- _Problem description_
Write out, please, the line containing "You are given a photograph. Locate the bare" together with all lines after it, up to and including the last one, with no other output.

__________

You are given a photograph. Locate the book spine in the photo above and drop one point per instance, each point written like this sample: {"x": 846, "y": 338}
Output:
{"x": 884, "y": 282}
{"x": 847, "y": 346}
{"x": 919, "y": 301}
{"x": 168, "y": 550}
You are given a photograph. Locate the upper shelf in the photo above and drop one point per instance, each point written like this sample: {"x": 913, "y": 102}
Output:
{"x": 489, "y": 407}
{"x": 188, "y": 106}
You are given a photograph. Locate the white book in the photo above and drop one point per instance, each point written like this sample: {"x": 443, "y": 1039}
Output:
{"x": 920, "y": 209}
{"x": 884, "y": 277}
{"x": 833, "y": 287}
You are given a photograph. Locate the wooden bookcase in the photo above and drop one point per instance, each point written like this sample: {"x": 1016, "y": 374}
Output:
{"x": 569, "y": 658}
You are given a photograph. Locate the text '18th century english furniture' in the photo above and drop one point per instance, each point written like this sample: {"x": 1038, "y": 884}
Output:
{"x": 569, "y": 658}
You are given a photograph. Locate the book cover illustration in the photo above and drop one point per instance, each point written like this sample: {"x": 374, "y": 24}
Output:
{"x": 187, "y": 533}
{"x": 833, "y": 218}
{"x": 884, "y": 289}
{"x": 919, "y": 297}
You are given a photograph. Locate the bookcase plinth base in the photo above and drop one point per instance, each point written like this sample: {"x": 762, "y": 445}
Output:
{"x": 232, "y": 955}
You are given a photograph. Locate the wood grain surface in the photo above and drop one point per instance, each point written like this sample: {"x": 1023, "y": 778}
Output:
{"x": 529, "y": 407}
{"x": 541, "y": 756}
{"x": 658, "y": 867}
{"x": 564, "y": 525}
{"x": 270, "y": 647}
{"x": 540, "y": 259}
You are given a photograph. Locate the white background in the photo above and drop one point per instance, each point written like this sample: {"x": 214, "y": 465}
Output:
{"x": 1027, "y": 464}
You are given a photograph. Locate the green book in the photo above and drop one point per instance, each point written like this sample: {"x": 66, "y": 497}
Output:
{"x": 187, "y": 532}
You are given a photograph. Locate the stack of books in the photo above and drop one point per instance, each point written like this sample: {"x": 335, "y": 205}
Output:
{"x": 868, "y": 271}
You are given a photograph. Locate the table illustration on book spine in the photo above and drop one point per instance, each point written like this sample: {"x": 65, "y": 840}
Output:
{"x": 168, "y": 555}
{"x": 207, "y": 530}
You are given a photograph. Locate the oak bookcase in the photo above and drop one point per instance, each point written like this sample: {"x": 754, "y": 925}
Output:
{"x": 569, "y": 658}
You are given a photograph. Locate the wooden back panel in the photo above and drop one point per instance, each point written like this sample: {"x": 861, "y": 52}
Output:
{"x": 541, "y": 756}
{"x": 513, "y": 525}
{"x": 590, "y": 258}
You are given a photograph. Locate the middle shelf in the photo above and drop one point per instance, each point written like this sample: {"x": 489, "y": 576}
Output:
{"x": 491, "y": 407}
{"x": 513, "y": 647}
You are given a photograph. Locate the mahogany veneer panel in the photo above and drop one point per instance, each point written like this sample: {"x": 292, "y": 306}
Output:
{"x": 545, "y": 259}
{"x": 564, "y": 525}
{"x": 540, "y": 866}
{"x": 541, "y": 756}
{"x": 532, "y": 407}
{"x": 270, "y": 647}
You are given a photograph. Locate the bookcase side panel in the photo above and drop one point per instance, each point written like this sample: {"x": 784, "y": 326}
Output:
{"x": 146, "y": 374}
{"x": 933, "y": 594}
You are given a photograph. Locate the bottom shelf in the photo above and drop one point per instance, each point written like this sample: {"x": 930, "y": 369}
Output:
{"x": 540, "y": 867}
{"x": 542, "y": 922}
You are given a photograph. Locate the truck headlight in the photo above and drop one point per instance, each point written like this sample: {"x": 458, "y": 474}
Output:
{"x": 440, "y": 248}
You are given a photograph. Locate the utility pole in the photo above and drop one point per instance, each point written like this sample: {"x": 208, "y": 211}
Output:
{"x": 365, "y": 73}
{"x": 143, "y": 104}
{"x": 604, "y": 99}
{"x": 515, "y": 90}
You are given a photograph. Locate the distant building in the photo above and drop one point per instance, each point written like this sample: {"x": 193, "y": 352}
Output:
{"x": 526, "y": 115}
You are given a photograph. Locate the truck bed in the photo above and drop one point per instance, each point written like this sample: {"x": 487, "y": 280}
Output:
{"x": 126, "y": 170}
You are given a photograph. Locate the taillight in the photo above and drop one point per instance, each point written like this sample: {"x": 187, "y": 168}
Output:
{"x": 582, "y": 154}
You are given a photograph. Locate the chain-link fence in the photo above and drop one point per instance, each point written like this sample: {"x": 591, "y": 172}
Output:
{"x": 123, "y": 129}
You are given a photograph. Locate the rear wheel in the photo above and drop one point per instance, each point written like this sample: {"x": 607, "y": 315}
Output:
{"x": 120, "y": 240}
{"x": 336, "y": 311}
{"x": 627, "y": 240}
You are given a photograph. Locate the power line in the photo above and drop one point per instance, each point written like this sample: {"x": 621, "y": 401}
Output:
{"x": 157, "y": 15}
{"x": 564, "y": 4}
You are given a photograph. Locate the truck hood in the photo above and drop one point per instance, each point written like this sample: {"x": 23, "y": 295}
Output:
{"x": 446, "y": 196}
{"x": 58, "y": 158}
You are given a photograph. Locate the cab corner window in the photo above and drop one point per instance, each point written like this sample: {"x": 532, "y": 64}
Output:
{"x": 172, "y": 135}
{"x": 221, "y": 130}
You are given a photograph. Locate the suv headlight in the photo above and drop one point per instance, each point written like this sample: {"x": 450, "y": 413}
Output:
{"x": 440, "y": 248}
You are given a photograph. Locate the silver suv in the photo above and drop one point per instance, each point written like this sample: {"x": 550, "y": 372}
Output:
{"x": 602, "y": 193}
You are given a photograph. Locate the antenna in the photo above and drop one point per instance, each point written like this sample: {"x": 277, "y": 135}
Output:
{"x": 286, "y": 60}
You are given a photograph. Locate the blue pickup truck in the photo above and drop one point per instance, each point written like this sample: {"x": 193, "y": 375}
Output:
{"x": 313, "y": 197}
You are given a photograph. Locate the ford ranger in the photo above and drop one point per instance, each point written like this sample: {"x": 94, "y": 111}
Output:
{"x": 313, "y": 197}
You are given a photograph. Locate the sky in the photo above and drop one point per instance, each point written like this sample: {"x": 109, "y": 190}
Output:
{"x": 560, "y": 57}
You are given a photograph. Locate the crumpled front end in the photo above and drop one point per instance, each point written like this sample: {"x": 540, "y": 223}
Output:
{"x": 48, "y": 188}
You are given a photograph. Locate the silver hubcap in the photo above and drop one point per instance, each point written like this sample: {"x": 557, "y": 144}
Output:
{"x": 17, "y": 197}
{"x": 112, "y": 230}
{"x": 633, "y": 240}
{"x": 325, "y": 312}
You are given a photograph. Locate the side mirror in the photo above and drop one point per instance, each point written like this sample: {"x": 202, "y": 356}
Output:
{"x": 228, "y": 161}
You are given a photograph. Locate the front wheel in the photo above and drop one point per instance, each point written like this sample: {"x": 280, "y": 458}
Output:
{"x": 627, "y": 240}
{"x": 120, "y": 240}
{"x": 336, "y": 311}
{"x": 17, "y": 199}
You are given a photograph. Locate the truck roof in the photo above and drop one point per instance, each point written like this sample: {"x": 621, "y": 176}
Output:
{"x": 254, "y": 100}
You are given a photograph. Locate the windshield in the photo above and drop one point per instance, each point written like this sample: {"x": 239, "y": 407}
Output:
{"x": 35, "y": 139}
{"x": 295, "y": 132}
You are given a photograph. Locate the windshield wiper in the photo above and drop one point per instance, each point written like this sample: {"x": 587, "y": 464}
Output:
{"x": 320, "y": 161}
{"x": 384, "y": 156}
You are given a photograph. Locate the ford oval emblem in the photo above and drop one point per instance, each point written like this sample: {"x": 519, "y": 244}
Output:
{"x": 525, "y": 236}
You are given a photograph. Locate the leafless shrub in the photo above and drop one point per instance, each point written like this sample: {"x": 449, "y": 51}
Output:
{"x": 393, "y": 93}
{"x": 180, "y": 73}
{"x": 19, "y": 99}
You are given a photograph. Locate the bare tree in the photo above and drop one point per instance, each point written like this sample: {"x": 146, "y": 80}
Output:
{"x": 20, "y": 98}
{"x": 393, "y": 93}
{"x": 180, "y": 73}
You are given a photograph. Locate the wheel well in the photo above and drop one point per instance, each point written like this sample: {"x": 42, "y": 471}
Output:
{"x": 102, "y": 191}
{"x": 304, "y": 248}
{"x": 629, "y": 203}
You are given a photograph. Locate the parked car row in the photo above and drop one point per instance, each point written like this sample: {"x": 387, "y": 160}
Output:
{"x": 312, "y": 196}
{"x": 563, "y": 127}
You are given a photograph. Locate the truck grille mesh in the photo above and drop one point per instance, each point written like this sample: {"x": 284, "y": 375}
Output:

__________

- _Result for this task_
You are given a photograph. Locate the bare tree in the photo above and drop one point per instance, each point written like this sample: {"x": 146, "y": 80}
Output:
{"x": 20, "y": 98}
{"x": 393, "y": 93}
{"x": 180, "y": 73}
You are given a photograph. Locate the wheel well in the photo above and drop one point per instance, each point written like this sample: {"x": 42, "y": 471}
Output:
{"x": 102, "y": 191}
{"x": 304, "y": 248}
{"x": 629, "y": 203}
You are given a photograph. Locate the parked car row in the photo above and drop one point per instance, each point written like this sample: {"x": 387, "y": 160}
Output:
{"x": 312, "y": 196}
{"x": 563, "y": 127}
You are given a photograph. Locate the truck grille mesh in the photo above and drop one point per instance, each point written like this sample: {"x": 284, "y": 375}
Output:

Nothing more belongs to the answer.